_GIVEN DATA_
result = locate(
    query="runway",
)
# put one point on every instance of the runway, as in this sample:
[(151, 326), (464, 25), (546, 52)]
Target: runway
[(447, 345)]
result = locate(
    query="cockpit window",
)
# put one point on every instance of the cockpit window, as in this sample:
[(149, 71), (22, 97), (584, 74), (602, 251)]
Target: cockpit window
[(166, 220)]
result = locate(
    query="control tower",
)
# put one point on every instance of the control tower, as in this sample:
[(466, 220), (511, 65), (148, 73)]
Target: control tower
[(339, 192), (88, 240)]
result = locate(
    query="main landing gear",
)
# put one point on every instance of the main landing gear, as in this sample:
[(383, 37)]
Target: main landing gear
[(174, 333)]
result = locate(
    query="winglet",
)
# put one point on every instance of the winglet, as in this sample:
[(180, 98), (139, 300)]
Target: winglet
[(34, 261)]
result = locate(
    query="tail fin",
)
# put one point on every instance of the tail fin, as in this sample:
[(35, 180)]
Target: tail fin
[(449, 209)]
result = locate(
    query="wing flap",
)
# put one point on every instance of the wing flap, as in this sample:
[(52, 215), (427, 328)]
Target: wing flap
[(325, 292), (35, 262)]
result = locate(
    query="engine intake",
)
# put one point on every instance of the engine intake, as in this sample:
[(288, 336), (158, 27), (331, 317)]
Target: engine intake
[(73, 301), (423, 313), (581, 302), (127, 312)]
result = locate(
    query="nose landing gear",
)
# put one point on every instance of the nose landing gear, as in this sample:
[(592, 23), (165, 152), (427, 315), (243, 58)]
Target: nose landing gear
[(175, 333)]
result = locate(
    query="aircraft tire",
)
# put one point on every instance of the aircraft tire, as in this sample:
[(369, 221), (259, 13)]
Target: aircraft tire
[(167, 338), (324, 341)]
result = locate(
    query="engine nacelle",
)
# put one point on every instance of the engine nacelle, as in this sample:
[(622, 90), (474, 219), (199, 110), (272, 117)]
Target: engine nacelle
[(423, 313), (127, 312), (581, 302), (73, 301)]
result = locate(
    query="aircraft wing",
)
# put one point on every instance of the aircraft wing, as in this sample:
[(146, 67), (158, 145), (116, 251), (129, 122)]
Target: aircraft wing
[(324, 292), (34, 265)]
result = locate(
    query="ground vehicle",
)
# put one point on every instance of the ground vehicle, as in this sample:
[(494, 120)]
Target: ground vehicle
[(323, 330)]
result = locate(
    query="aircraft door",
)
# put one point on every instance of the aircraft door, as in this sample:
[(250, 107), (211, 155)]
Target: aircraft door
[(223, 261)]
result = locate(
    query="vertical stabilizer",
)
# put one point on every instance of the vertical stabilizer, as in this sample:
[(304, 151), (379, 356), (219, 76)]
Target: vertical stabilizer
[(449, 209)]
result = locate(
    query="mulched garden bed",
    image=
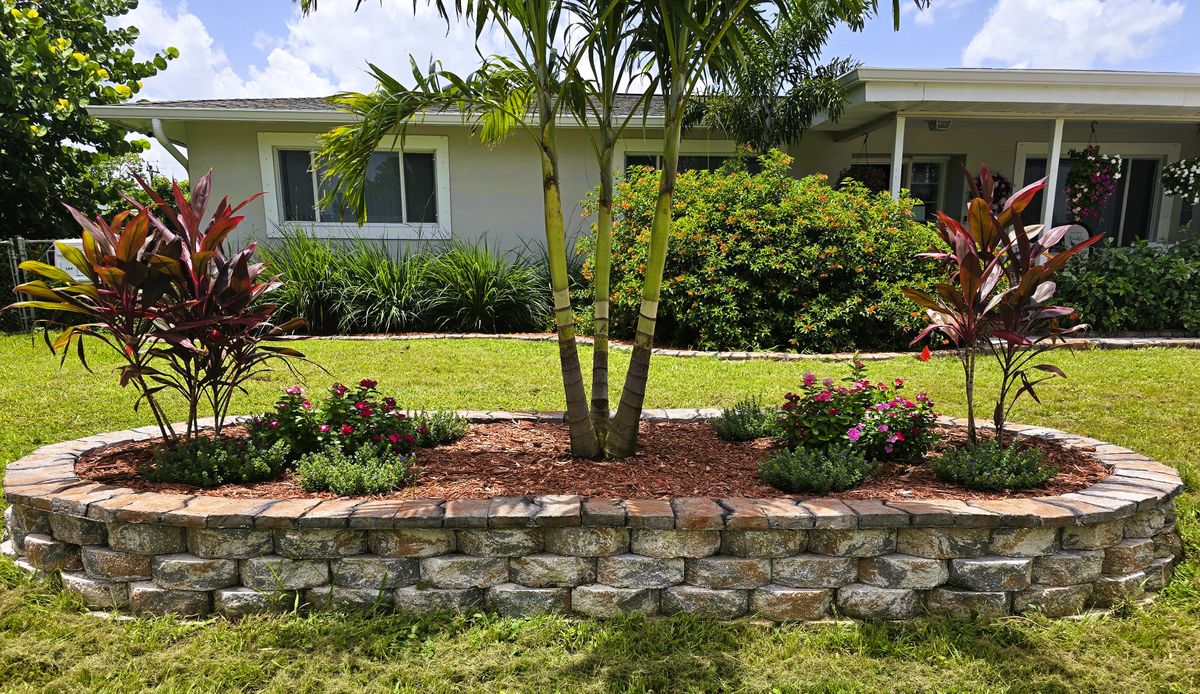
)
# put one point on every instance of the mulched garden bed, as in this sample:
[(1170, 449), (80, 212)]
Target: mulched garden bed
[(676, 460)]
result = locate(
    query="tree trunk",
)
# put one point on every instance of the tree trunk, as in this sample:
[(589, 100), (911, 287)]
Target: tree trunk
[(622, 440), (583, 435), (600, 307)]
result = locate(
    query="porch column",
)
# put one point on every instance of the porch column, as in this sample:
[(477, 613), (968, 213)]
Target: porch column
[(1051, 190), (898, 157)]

_WHAT THE EXERCISE ASKS_
Please transcribe the material above exactly as written. Leave the pictures out.

_EXERCISE RESULT_
result = locate(
    query="runway",
)
# put one point on every instance of the runway, as in this sample:
[(151, 326), (464, 25), (546, 52)]
Target: runway
[(447, 345)]
result = locate(
    query="cockpit window",
)
# put one point on every instance of the cockpit window, as in this sample:
[(149, 71), (22, 97), (584, 74), (602, 251)]
Target: cockpit window
[(166, 220)]
result = locate(
    query="control tower",
)
# put one point on every instance of the control tower, as in this sample:
[(466, 220), (511, 65), (148, 73)]
Target: control tower
[(339, 192), (88, 240)]
result = locate(
    query="main landing gear",
)
# put one point on every instance of the main landing gear, as in this sample:
[(383, 37)]
Target: main landing gear
[(174, 333)]
result = locate(
    query="winglet",
)
# put one point on every instance of the winglet, as in this sample:
[(180, 98), (139, 300)]
Target: winglet
[(34, 261)]
result = locate(
    query="tail fin",
)
# put one point on every instance of the tail fin, as in this sample:
[(35, 180)]
Target: tail fin
[(449, 209)]
result = locate(
    query="wing flap",
)
# put one point on every instance of the wing flap, as in this sample:
[(52, 215), (427, 328)]
Target: wing flap
[(325, 292), (35, 262)]
result = locate(
    query="engine intake",
)
# put one point on every instance of the engine intake, as in this sample:
[(288, 336), (158, 27), (331, 317)]
Target: engine intake
[(73, 301), (423, 313), (581, 302), (127, 312)]
result = locate(
    query="nose landing gear",
)
# put one point on every instance of the nose landing gear, as in this sample:
[(592, 23), (165, 152), (427, 315), (243, 58)]
Target: nose landing gear
[(175, 333)]
result = locate(
    query="aircraft tire",
)
# put one point on every instance of the aircraft tire, as in this sample:
[(369, 221), (259, 13)]
Target: aircraft tire
[(167, 338), (324, 341)]
result = locate(
    query="engine nacelle",
)
# put one point on every instance of the engine nacelle, as in this sample:
[(622, 90), (474, 219), (199, 110), (272, 117)]
Target: engine nacelle
[(423, 313), (127, 312), (581, 302), (73, 301)]
result = locate(
    query="aircraft wing",
)
# put one point on every instance of the aircraft wing, as in this sample:
[(146, 67), (158, 145), (116, 251), (129, 122)]
Target: aircraft wing
[(324, 292), (34, 265)]
result = locate(
    query="ground vehicle",
)
# put one point on every instance of the ground vehicle, as in this sample:
[(494, 120)]
Target: ground vehicle
[(323, 330)]
result = locate(
    query="aircraft door",
)
# put one point on every instance of the aircraft door, as in this sample:
[(250, 107), (211, 155)]
Target: aircraft door
[(223, 261)]
result = locate(
    query="vertical stabilizer",
)
# put one point on every instance of the vertical stabilizer, as in this sample:
[(304, 151), (379, 356), (219, 76)]
Target: vertical stabilizer
[(449, 209)]
result = locate(
    query="mulched garden bed",
    image=
)
# put one point on every instance of the mulched garden bed, as in this sample:
[(1170, 449), (80, 212)]
Target: mulched garden bed
[(676, 460)]
result = locate(
    query="tree trunk",
)
# put one point on every instance of the tree trunk, as in this sample:
[(589, 100), (911, 287)]
Target: tree trunk
[(622, 440), (583, 435), (600, 307)]
result = locate(
    query="porch column",
)
# put one point on every instance of the porch column, as in this sample:
[(477, 613), (968, 213)]
Target: porch column
[(1051, 190), (898, 157)]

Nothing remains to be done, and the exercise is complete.